--- TEXTAUSZUG ---

------------------------------

Aberdeen-Studie zur Virtualisierung

Zu wenig Private Clouds

29.06.2012 von Holger Eriksdotter
Zwar schreitet die Virtualisierung der Serverlandschaften merklich voran, aber die meisten Unternehmen schöpfen das Potenzial der Technologie nicht aus: Weniger als ein Viertel der Anwender nutzen bisher ihre virtualisierte Serverlandschaft zum Aufbau einer Private Cloud.

Anwender adressieren mit Virtualisierungstechnologien vor allem klassische Aufgaben der IT-Administration. Ganz oben auf der Liste der Ziele, die mit Virtualisierung erreicht werden sollen, stehen deshalb eine bessere Auslastung der Hardware-Ressourcen sowie die Themen Ausfallsicherheit, Hochverfügbarkeit und die einfachere Migration von Anwendungen im laufenden Betrieb.

------------------------------

--- ROHDATEN ---
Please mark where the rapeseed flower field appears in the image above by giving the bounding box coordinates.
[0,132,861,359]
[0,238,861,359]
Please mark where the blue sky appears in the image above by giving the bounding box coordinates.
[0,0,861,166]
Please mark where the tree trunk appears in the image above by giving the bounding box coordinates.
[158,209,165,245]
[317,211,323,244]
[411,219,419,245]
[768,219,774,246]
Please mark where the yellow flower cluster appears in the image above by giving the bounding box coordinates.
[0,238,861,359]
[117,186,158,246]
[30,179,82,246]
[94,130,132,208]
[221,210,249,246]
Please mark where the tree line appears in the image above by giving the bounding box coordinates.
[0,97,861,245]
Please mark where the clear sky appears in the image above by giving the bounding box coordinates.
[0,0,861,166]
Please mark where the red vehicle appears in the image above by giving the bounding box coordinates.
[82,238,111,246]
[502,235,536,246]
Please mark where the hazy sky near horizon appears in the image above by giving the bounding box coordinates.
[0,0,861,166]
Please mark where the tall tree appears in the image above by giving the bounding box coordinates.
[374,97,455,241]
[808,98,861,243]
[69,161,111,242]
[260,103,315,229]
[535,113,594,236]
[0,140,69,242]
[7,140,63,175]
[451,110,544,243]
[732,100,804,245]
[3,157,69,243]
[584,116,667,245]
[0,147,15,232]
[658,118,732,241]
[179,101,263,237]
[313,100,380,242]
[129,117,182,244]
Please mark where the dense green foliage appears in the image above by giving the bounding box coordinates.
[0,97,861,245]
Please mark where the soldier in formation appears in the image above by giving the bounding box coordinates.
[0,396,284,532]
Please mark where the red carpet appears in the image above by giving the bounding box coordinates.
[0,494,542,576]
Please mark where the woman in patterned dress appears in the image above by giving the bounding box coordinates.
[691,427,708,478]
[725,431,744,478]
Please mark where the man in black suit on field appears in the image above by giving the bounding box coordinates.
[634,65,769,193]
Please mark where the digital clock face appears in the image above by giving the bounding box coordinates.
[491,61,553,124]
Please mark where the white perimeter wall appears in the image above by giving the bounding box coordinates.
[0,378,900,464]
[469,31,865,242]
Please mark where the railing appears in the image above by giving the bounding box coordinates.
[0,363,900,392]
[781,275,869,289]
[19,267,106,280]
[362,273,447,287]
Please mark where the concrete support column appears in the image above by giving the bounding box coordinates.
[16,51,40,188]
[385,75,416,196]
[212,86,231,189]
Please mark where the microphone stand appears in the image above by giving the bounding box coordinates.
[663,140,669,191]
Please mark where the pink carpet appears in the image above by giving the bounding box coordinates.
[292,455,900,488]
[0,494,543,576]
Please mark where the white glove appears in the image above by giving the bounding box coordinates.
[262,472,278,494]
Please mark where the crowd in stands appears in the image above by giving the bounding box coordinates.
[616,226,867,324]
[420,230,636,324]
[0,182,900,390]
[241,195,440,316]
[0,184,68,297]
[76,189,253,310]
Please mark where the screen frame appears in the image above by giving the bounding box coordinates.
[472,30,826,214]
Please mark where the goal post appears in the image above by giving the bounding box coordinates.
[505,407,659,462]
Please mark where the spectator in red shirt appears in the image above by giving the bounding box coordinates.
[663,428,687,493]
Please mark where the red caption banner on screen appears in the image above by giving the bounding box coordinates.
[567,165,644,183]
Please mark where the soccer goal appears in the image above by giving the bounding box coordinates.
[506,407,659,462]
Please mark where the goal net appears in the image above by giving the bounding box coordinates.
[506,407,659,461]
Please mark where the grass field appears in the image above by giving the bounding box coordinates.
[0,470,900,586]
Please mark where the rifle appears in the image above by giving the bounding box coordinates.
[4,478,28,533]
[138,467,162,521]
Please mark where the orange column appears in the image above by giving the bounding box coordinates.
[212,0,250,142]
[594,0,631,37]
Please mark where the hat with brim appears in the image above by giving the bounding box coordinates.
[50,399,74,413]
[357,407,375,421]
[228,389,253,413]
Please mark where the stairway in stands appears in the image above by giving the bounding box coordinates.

------------------------------

--- AUFGABENSTELLUNG ---
Schreibe den Textauszug zur Virtualisierungsstudie zwischen "29.06.2012 von Holger Eriksdotter" und "im laufenden Betrieb." einschließlich neu und ersetze darin "Unternehmen" durch "Firmen".

--- MUSTERLÖSUNG ---
29.06.2012 von Holger Eriksdotter
Zwar schreitet die Virtualisierung der Serverlandschaften merklich voran, aber die meisten Firmen schöpfen das Potenzial der Technologie nicht aus: Weniger als ein Viertel der Anwender nutzen bisher ihre virtualisierte Serverlandschaft zum Aufbau einer Private Cloud.

Anwender adressieren mit Virtualisierungstechnologien vor allem klassische Aufgaben der IT-Administration. Ganz oben auf der Liste der Ziele, die mit Virtualisierung erreicht werden sollen, stehen deshalb eine bessere Auslastung der Hardware-Ressourcen sowie die Themen Ausfallsicherheit, Hochverfügbarkeit und die einfachere Migration von Anwendungen im laufenden Betrieb.